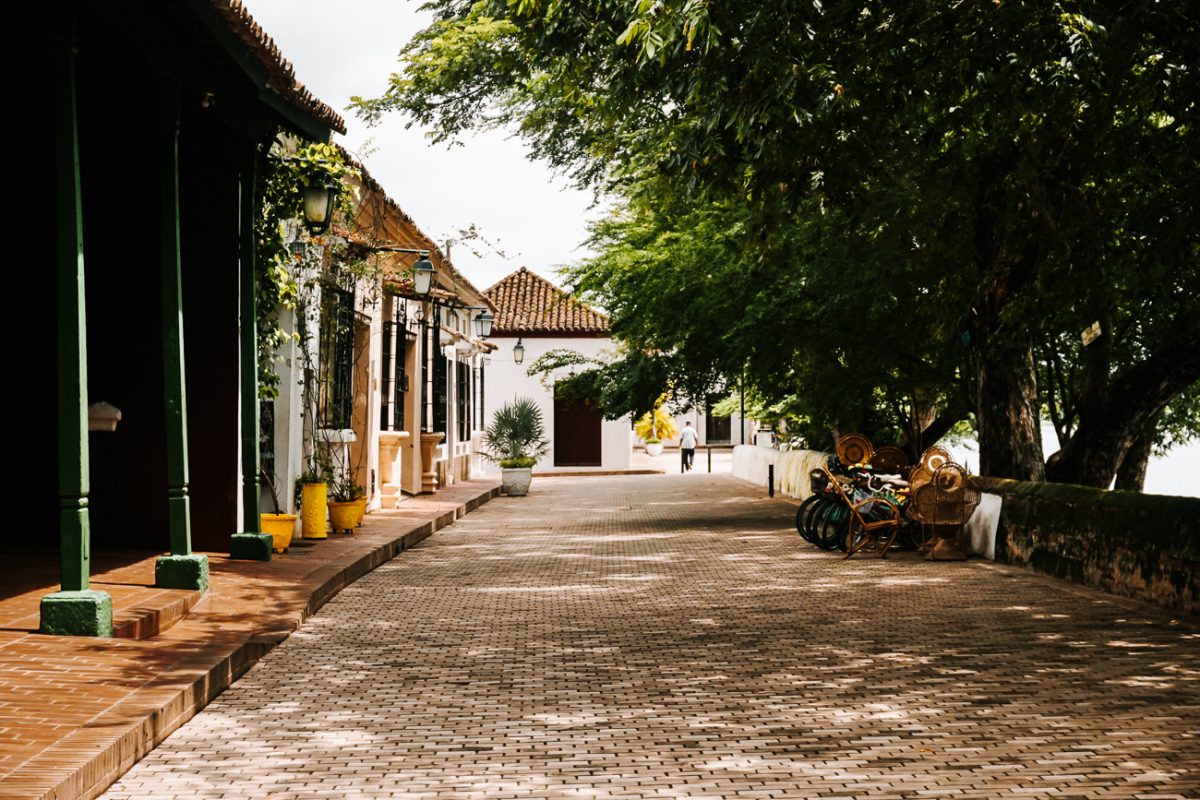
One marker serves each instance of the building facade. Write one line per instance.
(541, 317)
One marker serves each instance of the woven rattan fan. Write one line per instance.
(855, 449)
(948, 499)
(935, 457)
(889, 461)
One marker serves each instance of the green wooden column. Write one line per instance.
(251, 542)
(76, 609)
(183, 569)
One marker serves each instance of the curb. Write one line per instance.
(130, 729)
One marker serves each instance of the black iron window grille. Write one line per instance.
(267, 437)
(336, 356)
(394, 378)
(441, 384)
(465, 405)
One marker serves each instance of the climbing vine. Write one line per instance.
(285, 176)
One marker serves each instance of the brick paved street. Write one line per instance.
(672, 637)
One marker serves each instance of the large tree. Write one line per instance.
(1025, 169)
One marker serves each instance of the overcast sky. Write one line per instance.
(348, 48)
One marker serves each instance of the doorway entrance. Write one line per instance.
(576, 433)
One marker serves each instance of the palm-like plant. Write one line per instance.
(516, 438)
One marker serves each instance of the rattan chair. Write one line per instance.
(879, 533)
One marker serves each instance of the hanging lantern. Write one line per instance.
(318, 208)
(423, 275)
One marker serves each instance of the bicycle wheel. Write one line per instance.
(837, 524)
(857, 537)
(813, 518)
(802, 517)
(826, 522)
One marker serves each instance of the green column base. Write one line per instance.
(77, 613)
(181, 572)
(251, 547)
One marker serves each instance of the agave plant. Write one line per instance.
(516, 438)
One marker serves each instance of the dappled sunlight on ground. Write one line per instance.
(622, 642)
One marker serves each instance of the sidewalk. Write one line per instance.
(76, 713)
(666, 637)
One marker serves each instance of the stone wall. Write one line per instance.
(1143, 546)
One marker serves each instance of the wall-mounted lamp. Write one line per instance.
(318, 206)
(423, 275)
(484, 324)
(103, 416)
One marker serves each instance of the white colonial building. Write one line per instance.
(539, 316)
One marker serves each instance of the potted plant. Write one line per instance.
(343, 504)
(515, 440)
(653, 427)
(315, 494)
(280, 525)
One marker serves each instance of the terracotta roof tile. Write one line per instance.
(281, 77)
(527, 304)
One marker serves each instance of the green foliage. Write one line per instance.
(516, 432)
(655, 426)
(869, 209)
(519, 462)
(281, 202)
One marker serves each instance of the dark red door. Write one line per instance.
(576, 434)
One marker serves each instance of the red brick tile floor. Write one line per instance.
(672, 637)
(76, 713)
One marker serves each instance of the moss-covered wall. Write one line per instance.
(1141, 546)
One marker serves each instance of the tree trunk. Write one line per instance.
(1134, 402)
(1007, 413)
(1132, 471)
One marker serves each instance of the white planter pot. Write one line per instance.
(515, 482)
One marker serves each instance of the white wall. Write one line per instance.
(696, 416)
(507, 380)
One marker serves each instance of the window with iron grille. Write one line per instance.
(394, 379)
(336, 355)
(426, 377)
(267, 437)
(439, 394)
(465, 407)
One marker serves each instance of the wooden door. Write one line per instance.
(576, 434)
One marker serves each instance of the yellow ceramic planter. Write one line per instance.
(313, 506)
(342, 516)
(281, 527)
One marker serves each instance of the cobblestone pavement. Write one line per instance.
(672, 637)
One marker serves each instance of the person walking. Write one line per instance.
(687, 446)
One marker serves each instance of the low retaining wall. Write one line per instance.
(792, 468)
(1141, 546)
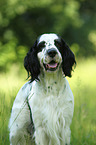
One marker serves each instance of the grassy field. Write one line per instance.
(83, 85)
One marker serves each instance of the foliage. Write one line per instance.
(83, 128)
(22, 21)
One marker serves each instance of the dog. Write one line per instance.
(43, 109)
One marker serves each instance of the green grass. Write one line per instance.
(83, 85)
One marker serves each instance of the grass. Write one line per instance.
(83, 85)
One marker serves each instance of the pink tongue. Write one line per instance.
(52, 65)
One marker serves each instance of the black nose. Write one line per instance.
(52, 52)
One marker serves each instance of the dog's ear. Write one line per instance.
(68, 59)
(31, 63)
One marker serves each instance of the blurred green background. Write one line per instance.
(21, 22)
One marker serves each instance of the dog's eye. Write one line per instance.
(57, 43)
(41, 45)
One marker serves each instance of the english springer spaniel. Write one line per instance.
(43, 109)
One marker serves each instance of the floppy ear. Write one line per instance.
(31, 63)
(68, 59)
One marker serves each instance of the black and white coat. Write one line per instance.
(43, 109)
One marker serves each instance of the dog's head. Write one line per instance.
(49, 53)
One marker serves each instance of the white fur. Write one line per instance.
(52, 105)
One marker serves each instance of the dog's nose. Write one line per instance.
(52, 52)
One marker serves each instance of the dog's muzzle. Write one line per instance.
(53, 64)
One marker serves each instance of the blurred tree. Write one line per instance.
(22, 21)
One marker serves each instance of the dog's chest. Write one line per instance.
(50, 108)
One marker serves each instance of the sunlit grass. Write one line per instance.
(83, 85)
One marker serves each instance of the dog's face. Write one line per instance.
(49, 52)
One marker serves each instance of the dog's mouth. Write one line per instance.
(52, 66)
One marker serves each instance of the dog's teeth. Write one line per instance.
(52, 65)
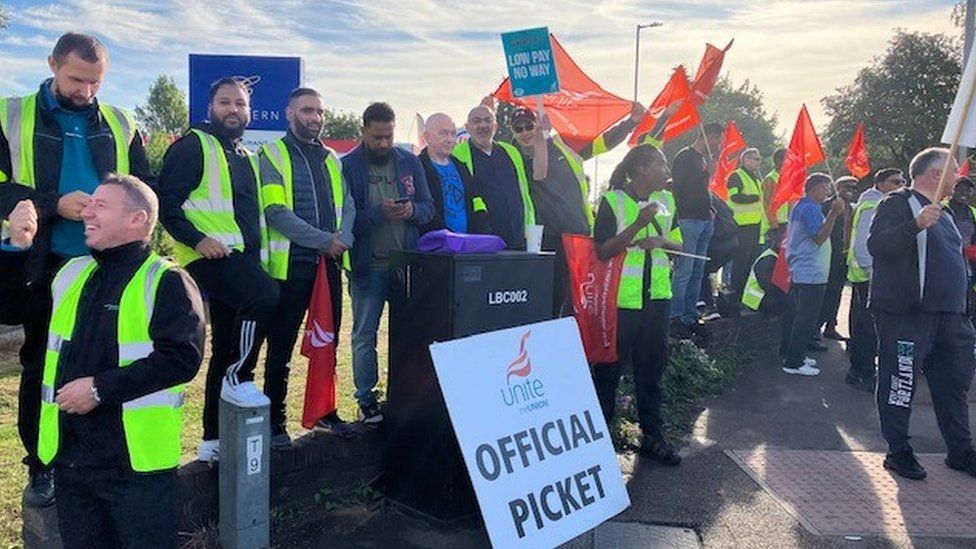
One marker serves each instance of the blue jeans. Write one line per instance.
(368, 298)
(688, 272)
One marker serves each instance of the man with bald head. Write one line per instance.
(458, 205)
(499, 171)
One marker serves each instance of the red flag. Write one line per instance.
(857, 154)
(581, 110)
(594, 286)
(318, 346)
(685, 118)
(781, 269)
(708, 71)
(732, 144)
(804, 151)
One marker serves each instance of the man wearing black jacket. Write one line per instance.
(458, 205)
(212, 210)
(127, 332)
(918, 297)
(74, 140)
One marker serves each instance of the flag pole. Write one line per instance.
(946, 178)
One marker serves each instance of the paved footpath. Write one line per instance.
(775, 461)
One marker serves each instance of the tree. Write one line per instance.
(904, 98)
(165, 109)
(742, 104)
(341, 125)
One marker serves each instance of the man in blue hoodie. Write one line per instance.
(393, 201)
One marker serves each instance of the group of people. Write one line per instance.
(115, 331)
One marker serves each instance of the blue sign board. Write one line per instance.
(270, 79)
(531, 65)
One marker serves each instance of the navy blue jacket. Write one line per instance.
(411, 182)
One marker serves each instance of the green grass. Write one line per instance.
(13, 475)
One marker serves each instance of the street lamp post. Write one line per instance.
(640, 27)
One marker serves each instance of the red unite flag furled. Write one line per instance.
(804, 151)
(318, 345)
(594, 286)
(677, 90)
(732, 144)
(857, 154)
(581, 110)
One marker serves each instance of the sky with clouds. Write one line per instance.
(444, 55)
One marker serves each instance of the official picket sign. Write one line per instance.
(270, 79)
(530, 62)
(533, 437)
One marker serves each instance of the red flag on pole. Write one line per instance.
(804, 151)
(581, 110)
(685, 118)
(732, 144)
(318, 345)
(708, 71)
(594, 286)
(857, 154)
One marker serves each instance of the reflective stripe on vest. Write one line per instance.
(151, 423)
(575, 162)
(746, 214)
(462, 151)
(625, 210)
(18, 119)
(279, 247)
(753, 293)
(210, 206)
(855, 272)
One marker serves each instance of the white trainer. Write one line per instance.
(209, 451)
(804, 370)
(245, 394)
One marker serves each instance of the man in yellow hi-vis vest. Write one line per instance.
(310, 214)
(210, 203)
(55, 146)
(126, 334)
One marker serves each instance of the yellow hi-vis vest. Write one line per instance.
(210, 206)
(151, 423)
(575, 162)
(855, 272)
(279, 247)
(747, 214)
(753, 293)
(462, 151)
(18, 118)
(625, 210)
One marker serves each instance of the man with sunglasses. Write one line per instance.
(560, 189)
(863, 343)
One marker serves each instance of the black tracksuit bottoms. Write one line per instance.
(242, 300)
(940, 345)
(642, 338)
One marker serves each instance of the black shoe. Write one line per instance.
(831, 333)
(965, 462)
(864, 385)
(40, 489)
(332, 424)
(816, 347)
(370, 414)
(905, 465)
(659, 450)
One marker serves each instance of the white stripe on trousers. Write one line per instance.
(246, 343)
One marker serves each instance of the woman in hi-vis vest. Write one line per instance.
(636, 217)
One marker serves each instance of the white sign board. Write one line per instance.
(534, 440)
(967, 133)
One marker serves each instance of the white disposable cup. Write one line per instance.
(533, 238)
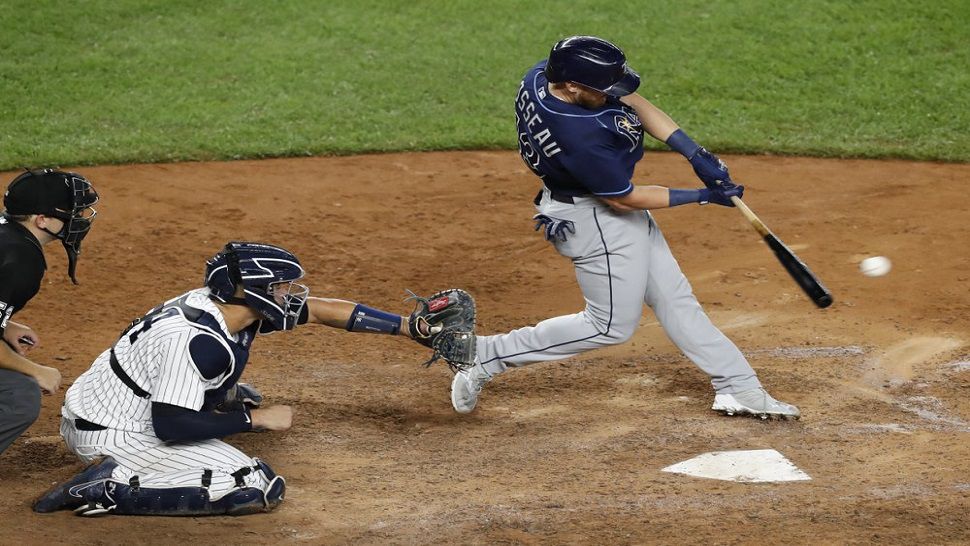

───

Set the lines down exactly as they stand, from the one containing "One marker serves each instance of the woman" through the end of the listing, omitting every picture.

_Result of the exercise_
One marker serves each instance of the woman in hi-vis vest. Write one line per instance.
(636, 217)
One marker serves each instance of the white sign board. Write one line per instance.
(534, 440)
(967, 133)
One marker serves each instance of the white disposable cup. Write one line per instance.
(533, 238)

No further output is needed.